I bought some adorable pumps too. They are brown leather, and have a slightly chunky heel. The stitching on them is really cute, similar to saddle shoes or oxfords or something. I'm not sure what the pattern is called. They were SO cheap, like $15.

 

I bought 2 pairs of boots too--flat ankle boots that fold over---these are so cute. They are black suede with a round toe, and small buckle at the bottom, also $15. They are lined with flannel that shows when folded over. Finally! I actually like these much more than the tough looking combat boots with flannel liner. The second pair of boots are also ankle boots--or maybe actually they hit mid calf. Extremely cute too--lined with faux fur, criss crossing buckles accross the bottom. I bought a slightly similar pair of boots last week--but they were longer and have poms/shearling so they are quite different.

 

I am thinking about throwing out my black boots from last year. They are leather, suede, and knee length. They fit fine but for some reason they really compress my toes. I don't really like the way the leather has been wearing, not very durable actually. They were expensive though--I bought them on sale during a Christmas sale. I really wish I would have just spent 40 dollars on a pair of cheap ones that are basically the same and are less fragile than real leather.
━━━━━━
*Required actions:*
A. Say whether each statement agrees with the shoe-shopping post, answering yes or no and quoting the words of the post that decide it: (i) the pumps cost about $15; (ii) the flat ankle boots are brown leather; (iii) last year's knee-length black boots were bought at full price.
B. Carry on the shoe-shopping post from where it stops, in the same voice.

*Data to examine:*
━━━━━━
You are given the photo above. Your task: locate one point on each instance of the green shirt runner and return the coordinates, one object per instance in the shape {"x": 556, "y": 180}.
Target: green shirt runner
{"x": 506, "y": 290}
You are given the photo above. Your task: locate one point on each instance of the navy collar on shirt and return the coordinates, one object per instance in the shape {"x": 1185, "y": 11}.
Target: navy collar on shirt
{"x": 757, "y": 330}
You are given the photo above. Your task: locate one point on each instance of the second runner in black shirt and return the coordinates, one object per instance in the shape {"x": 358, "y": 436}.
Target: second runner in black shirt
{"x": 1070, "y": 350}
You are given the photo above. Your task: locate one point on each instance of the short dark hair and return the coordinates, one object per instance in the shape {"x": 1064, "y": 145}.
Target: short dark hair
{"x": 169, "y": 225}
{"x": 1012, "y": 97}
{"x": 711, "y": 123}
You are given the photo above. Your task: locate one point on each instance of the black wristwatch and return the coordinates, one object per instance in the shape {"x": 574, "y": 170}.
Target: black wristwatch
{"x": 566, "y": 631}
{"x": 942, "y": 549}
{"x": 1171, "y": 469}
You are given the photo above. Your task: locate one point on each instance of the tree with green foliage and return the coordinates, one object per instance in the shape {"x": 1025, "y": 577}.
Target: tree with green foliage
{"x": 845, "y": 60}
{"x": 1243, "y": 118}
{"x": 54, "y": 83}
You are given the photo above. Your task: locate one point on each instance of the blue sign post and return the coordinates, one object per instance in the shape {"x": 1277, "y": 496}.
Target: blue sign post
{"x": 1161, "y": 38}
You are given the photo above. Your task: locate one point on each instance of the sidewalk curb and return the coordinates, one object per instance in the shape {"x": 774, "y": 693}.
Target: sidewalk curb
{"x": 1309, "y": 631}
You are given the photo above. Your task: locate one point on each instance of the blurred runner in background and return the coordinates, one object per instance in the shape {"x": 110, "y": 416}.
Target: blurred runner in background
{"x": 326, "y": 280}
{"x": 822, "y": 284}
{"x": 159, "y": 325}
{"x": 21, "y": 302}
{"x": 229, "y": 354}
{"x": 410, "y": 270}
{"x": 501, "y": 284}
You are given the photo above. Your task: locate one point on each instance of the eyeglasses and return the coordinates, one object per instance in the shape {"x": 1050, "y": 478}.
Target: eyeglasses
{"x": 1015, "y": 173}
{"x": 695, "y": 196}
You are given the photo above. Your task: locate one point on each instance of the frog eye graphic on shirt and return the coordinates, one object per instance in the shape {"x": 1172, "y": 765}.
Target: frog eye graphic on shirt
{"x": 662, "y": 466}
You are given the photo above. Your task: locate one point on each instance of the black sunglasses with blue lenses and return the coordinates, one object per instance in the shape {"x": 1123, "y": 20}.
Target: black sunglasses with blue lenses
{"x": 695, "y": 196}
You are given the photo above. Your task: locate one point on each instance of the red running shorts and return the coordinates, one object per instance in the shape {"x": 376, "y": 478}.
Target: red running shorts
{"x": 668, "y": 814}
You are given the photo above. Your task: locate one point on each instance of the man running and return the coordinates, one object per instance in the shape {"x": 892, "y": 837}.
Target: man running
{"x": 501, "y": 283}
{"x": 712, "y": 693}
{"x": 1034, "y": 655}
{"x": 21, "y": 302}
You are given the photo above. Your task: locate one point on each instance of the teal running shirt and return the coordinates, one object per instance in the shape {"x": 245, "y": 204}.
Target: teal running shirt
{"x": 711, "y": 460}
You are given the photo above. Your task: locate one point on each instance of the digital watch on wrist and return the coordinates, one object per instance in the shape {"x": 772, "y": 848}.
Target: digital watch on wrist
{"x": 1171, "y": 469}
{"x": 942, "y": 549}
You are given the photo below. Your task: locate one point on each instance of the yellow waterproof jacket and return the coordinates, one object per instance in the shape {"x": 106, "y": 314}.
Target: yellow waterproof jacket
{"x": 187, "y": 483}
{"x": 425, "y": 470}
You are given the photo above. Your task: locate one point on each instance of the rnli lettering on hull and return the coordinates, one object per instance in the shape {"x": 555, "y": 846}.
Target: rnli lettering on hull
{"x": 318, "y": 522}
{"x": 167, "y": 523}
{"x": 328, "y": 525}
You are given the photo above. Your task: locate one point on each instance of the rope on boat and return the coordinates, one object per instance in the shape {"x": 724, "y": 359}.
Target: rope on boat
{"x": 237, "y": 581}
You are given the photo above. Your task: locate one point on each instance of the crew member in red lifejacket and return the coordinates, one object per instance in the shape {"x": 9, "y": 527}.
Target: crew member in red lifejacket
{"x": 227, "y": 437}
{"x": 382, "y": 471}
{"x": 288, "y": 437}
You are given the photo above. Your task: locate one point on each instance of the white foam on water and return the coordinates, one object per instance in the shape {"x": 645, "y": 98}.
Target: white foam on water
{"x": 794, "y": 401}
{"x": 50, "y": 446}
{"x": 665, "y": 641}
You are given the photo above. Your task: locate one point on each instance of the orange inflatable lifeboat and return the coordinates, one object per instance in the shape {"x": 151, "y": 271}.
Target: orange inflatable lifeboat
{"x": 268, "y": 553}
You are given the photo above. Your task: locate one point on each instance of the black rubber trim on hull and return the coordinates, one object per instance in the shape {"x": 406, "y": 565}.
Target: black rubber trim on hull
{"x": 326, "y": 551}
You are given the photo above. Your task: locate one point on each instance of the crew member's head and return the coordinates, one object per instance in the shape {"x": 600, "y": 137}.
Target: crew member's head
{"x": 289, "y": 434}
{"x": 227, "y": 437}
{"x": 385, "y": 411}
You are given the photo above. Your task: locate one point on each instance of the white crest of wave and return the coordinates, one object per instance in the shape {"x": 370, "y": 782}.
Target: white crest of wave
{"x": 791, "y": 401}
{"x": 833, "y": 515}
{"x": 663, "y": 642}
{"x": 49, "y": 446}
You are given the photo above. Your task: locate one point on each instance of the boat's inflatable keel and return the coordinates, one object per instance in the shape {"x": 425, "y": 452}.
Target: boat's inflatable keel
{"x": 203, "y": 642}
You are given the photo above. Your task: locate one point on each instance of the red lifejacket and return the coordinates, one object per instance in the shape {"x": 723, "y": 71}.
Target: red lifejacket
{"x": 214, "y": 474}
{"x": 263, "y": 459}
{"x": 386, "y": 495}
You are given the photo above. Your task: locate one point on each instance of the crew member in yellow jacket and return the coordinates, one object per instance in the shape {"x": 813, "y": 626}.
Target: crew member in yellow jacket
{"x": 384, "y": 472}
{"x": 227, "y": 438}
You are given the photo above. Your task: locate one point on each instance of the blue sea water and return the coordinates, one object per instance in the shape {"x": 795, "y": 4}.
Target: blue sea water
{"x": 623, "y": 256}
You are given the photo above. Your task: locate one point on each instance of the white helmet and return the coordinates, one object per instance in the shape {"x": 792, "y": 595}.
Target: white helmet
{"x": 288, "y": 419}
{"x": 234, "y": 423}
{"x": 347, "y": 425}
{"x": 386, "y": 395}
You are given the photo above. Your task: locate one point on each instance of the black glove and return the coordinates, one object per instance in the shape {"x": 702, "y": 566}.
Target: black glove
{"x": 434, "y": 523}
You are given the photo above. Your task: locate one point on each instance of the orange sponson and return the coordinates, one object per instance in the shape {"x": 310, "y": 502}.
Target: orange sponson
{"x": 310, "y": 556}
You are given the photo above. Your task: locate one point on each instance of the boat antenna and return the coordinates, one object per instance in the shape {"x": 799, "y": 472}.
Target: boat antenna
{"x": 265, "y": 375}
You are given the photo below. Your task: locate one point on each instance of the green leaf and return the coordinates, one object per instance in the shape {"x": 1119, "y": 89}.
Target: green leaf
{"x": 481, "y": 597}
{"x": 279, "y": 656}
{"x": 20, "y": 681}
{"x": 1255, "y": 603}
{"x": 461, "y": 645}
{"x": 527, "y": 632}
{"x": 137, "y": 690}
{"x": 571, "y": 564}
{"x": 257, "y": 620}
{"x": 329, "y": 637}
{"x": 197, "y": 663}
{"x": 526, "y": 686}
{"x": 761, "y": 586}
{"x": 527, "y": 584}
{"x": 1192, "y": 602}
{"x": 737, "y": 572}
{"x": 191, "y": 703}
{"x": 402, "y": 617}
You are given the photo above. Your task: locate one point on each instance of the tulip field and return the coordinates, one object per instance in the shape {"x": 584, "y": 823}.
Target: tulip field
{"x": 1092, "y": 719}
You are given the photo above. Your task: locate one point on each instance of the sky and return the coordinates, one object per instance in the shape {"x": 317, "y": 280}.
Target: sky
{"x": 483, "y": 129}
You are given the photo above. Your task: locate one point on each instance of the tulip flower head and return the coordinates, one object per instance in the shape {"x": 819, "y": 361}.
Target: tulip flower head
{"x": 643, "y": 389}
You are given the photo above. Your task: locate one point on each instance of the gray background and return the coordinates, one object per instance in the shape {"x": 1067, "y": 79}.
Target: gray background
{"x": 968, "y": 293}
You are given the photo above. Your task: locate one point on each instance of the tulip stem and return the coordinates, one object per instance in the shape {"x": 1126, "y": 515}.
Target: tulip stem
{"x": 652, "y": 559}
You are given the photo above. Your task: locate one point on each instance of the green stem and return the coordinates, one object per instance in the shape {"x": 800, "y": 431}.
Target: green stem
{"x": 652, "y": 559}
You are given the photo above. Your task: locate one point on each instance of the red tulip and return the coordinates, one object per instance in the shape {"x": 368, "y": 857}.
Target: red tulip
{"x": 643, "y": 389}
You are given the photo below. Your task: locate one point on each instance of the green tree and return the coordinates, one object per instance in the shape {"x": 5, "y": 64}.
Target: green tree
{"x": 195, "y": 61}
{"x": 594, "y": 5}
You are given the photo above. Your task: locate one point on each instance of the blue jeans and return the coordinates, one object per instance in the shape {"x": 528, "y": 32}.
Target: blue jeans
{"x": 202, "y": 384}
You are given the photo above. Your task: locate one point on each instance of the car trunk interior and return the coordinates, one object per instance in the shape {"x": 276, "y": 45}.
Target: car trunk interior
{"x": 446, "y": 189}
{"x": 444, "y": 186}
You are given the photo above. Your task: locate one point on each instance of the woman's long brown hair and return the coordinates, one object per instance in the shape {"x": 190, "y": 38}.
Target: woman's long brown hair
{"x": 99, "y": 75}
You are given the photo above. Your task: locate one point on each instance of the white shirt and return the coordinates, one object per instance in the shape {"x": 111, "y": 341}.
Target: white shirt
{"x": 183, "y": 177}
━━━━━━
*Answers for this exercise:*
A.
(i) Yes: "They were SO cheap, like $15."
(ii) No: "They are black suede with a round toe"
(iii) No: "I bought them on sale during a Christmas sale."

B.
 

Anyway--I am in love with my boots right now, I pretty much found all the boots I have been looking for. I have one pair of mid calf black boots, one pair of black ankle boots, one pair of almost knee length brown boots, and one pair of brown mid calf length boots. So that's actually only four pairs. but I love how each pair has been designed so well. Oh I forgot I have a pair of fake uggs too--the mini ones. I bought all of them in the last 2 weeks. until then I was pretty much wearing these old silver shoes I had every single day, and some flat black espadrilles with ankle ties.

 

I am still looking for a really good winter jacket. I have a really nice purple puffy jacket that I love. I'd like a peacoat but I am not sure what color.

 

I did buy a jacket though. It's shearling--and I love it. I thought I'd look kind of like I'm on my way to Santacon or something but I think it's pretty much adorable. Not to mention it's incredibly warm.

And--I bought an amazing sweatshirt--I can't even describe it because it's kind of unlike anything I have ever seen. It's SO awesome.

 

Things I want now:

 

oversize denim jacket--I saw a cute one at urban outfitters online that has lace on the back but I don't think they ship here. It would nice to find something similar to that.

olive jacket--i have one but it has a floral liner that shows in the hood that I despise

jean shorts

grey poncho--or patterned one. I have looked everywhere but I still haven't found one that I like enough

pleated plaid skirt--maybe

a few regular shirts--dolmans for layering

circle necklace--can't really describe this either

black long socks

I'm not sure, I feel like there is more but I can't really remember at the moment.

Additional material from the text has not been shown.